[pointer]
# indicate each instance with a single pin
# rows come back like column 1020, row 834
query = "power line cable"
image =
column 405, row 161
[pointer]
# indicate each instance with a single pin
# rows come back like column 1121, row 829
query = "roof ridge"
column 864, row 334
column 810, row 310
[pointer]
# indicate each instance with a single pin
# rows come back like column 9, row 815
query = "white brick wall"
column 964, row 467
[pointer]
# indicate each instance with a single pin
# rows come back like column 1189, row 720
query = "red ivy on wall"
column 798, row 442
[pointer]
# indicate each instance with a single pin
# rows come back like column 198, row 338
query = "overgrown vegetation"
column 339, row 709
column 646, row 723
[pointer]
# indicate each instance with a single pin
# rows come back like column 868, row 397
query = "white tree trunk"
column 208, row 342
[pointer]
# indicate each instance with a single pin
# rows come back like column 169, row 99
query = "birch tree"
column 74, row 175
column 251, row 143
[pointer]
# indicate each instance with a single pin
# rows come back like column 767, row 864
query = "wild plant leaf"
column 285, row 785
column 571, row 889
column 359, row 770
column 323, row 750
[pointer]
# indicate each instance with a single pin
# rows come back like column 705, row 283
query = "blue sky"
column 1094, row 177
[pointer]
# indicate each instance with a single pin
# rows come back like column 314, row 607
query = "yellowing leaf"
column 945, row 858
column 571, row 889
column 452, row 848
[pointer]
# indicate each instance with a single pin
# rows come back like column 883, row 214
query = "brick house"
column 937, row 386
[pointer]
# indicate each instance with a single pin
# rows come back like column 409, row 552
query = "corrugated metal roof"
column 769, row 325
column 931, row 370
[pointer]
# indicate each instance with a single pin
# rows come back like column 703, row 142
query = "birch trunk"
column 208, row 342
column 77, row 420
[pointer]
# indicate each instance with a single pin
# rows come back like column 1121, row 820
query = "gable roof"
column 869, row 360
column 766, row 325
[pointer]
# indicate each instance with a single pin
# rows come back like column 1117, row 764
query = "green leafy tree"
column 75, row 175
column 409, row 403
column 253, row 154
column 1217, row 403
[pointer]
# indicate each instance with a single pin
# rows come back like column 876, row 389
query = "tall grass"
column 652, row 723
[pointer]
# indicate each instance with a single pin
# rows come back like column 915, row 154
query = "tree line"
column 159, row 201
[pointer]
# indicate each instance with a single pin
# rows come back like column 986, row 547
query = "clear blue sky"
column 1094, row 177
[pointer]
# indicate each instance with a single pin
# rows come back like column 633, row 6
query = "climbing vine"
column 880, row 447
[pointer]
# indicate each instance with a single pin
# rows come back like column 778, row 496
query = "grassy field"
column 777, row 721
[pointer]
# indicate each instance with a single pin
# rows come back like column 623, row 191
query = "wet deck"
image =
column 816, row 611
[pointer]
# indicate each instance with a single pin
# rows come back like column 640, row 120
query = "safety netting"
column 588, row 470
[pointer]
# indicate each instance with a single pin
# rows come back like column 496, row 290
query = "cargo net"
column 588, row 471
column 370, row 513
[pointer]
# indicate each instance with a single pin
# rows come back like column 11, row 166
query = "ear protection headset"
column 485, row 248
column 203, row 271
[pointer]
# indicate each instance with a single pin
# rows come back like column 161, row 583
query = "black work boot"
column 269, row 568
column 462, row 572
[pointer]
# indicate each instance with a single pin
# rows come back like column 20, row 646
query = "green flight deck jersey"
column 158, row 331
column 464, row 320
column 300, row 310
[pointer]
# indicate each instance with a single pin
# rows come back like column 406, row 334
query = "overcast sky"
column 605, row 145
-----
Objectif énoncé:
Modifiez l'ensemble des lignes ci-dessus en remplaçant « single pin » par « single marker », sans rien changer d'autre.

Réponse:
[pointer]
# indicate each instance with a single marker
# rows come back like column 1020, row 834
query = "power line cable"
image =
column 405, row 161
[pointer]
# indicate each instance with a single marker
# rows come back like column 1121, row 829
query = "roof ridge"
column 864, row 334
column 810, row 310
[pointer]
# indicate each instance with a single marker
# rows come back like column 9, row 815
query = "white brick wall"
column 964, row 467
[pointer]
# indicate each instance with a single marker
# rows come back like column 1189, row 720
query = "red ivy on wall"
column 798, row 442
[pointer]
# indicate each instance with a single marker
# rows come back like column 198, row 338
query = "overgrown vegetation"
column 339, row 709
column 646, row 723
[pointer]
# indicate each instance with a single marker
# rows come back like column 868, row 397
query = "white tree trunk"
column 208, row 342
[pointer]
# indicate each instance with a single marker
# rows come back like column 169, row 99
query = "birch tree"
column 74, row 175
column 251, row 143
[pointer]
# indicate each instance with a single marker
# rows come back like column 767, row 864
query = "wild plant leaf"
column 285, row 785
column 571, row 889
column 359, row 770
column 323, row 750
[pointer]
# indicate each instance with a single marker
# rows come back like column 705, row 283
query = "blue sky"
column 1094, row 177
[pointer]
# indicate each instance with a single marker
# rows come back like column 314, row 607
query = "yellowing leaf"
column 945, row 858
column 571, row 889
column 452, row 848
[pointer]
# indicate each instance with a single marker
# rows come back like column 883, row 214
query = "brick house"
column 937, row 386
[pointer]
# indicate each instance with a single marker
# rows come back like column 409, row 552
query = "corrugated metal roof"
column 769, row 325
column 931, row 370
[pointer]
# indicate each instance with a single marker
# rows come back like column 703, row 142
query = "birch trunk"
column 208, row 342
column 77, row 420
[pointer]
# indicate each instance with a single marker
# rows come back like column 1121, row 820
query = "gable roof"
column 869, row 360
column 766, row 325
[pointer]
# indicate each instance with a single marker
# rows come back like column 1117, row 764
query = "green leafy tree"
column 75, row 175
column 409, row 403
column 253, row 154
column 1217, row 403
[pointer]
# indicate each instance with a single marker
# rows come back like column 876, row 389
query = "tall grass"
column 652, row 723
[pointer]
# indicate each instance with a single marker
# rows come back like column 915, row 154
query = "tree line"
column 159, row 201
[pointer]
# indicate each instance with a single marker
# rows come back like column 986, row 547
query = "clear blue sky"
column 1094, row 177
[pointer]
# indicate each instance with a single marker
# rows come back like column 633, row 6
query = "climbing vine"
column 880, row 447
[pointer]
# indicate each instance with a single marker
# rows come back like column 778, row 496
query = "grassy field"
column 777, row 721
[pointer]
# indicate each instance with a single marker
# rows come back like column 623, row 191
query = "wet deck"
image =
column 816, row 611
[pointer]
# indicate each instance with a single marker
# rows come back like column 640, row 120
query = "safety netting"
column 588, row 470
[pointer]
# indicate each instance with a single marker
# rows come back like column 496, row 290
query = "cargo net"
column 588, row 471
column 370, row 513
[pointer]
# indicate each instance with a single marker
# rows come back like column 11, row 166
query = "ear protection headset"
column 485, row 248
column 203, row 271
[pointer]
# indicate each instance with a single marker
# rows come back like column 161, row 583
query = "black work boot"
column 269, row 568
column 462, row 572
[pointer]
# indicate each instance with a single marker
# rows come back like column 20, row 646
query = "green flight deck jersey"
column 158, row 331
column 464, row 320
column 300, row 310
[pointer]
# indicate each instance with a single marker
# rows come back like column 406, row 334
query = "overcast sky"
column 605, row 145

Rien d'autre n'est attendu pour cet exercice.